TASK OBJECTIVE: Please take the records that follow and repeat exactly the lines starting with the line with "black jacket in" and going on through the line with "Exercise. Put one marker on every instance of the stone wall".

INFORMATION PROVIDED:
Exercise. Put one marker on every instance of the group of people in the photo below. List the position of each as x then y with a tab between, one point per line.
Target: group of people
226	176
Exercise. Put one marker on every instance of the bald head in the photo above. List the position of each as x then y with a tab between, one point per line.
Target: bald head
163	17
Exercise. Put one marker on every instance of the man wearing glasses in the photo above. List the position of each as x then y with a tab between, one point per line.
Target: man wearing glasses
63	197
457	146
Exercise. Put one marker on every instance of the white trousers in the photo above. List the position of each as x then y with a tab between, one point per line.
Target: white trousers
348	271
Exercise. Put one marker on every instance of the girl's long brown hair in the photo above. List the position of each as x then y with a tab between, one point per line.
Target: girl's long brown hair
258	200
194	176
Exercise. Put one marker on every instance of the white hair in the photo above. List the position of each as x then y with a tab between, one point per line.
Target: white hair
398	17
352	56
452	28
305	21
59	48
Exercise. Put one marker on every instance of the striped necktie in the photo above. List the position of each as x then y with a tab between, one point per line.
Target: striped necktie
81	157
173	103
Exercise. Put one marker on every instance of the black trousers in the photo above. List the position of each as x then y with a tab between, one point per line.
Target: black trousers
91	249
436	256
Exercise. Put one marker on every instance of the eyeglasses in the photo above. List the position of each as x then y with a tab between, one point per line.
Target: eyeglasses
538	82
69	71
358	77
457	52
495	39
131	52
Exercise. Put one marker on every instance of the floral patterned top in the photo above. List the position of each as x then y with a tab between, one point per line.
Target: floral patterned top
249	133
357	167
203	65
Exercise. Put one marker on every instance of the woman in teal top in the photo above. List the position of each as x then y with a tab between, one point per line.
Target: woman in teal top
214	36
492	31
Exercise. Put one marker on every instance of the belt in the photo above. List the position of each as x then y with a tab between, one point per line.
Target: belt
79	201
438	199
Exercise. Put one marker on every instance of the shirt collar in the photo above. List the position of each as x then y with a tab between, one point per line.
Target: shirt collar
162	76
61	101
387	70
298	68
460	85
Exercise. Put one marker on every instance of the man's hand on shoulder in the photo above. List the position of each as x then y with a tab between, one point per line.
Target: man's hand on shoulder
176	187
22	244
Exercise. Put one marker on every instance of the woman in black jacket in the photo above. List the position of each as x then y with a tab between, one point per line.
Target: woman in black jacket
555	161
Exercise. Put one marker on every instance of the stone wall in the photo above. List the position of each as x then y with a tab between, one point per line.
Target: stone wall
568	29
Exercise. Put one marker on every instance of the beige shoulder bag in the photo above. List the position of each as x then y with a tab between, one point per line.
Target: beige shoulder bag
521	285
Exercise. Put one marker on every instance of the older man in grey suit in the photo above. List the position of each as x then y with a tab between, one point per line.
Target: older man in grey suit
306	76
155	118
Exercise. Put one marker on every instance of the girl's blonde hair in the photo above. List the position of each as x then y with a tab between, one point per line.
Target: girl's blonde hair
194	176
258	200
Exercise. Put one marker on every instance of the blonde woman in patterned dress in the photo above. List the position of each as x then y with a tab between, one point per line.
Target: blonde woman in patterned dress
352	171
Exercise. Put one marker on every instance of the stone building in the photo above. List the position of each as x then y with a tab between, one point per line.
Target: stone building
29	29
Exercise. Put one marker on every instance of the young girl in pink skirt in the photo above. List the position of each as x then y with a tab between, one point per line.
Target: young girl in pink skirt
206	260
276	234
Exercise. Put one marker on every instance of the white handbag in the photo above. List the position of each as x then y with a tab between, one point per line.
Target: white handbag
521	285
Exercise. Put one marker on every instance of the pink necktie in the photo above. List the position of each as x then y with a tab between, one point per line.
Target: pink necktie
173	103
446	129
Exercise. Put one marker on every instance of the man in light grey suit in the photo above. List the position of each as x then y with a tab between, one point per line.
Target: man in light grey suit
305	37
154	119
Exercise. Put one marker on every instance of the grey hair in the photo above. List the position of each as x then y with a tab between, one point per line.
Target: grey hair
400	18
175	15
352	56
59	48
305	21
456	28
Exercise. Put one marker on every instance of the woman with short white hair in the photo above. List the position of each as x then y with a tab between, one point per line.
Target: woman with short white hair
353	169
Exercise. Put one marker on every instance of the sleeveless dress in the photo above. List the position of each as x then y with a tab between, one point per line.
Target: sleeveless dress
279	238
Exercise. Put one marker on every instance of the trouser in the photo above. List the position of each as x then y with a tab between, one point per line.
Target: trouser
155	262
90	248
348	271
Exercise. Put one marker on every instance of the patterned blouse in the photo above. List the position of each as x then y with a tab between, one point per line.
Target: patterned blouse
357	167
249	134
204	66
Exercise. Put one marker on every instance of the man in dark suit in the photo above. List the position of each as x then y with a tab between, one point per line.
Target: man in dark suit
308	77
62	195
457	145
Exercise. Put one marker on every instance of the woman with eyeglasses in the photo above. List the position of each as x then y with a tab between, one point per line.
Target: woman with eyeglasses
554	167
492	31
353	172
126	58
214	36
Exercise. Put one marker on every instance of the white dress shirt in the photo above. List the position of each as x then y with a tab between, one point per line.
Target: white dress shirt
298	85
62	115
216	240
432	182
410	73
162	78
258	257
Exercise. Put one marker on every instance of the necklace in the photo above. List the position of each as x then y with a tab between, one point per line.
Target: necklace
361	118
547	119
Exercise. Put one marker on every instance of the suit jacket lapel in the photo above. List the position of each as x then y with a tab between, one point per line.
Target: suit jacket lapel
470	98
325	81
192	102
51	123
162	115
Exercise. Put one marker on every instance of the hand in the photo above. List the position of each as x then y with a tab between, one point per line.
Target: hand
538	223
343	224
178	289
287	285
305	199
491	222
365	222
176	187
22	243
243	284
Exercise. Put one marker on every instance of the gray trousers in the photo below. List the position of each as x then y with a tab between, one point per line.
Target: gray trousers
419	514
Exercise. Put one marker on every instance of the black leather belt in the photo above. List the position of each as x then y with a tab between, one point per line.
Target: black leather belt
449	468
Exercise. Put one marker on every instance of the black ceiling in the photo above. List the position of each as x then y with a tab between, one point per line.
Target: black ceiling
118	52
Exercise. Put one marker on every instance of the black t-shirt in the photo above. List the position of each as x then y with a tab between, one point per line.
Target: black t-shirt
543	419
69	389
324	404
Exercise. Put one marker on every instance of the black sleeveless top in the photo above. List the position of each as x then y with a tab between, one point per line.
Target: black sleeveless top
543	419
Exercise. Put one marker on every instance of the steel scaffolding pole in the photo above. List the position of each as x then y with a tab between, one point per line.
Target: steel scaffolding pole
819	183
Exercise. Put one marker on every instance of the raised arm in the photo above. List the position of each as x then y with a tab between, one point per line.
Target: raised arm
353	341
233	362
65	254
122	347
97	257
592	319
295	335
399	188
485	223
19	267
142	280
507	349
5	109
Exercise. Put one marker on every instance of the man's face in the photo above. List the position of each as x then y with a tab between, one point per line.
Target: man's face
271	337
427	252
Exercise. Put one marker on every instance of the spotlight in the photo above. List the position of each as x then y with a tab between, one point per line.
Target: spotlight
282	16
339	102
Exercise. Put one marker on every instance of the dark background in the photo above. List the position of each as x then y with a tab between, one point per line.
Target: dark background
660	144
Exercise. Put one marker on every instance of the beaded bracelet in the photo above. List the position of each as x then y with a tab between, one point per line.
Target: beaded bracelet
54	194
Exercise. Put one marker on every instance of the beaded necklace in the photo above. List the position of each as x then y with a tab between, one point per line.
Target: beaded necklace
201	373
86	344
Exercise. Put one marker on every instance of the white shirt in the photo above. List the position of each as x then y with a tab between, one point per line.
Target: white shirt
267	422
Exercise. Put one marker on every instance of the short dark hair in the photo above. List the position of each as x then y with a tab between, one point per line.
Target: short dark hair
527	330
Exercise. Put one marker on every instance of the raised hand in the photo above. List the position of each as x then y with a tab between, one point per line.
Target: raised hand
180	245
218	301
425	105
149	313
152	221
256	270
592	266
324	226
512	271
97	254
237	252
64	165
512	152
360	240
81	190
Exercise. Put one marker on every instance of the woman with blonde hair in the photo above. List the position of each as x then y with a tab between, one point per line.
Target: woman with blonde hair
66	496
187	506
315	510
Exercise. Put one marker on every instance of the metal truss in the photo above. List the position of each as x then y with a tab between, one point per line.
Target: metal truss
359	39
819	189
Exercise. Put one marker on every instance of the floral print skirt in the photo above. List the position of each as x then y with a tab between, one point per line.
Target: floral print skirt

OUTPUT OF THE TASK:
Exercise. Put one marker on every instance of the woman in black jacket in the photo above. List the position of each as x then y with a tab between, one point per line.
Target: woman in black jacket
555	161
Exercise. Put one marker on every instance of the stone wall in the photo above. List the position of each as x then y with a tab between, one point per line.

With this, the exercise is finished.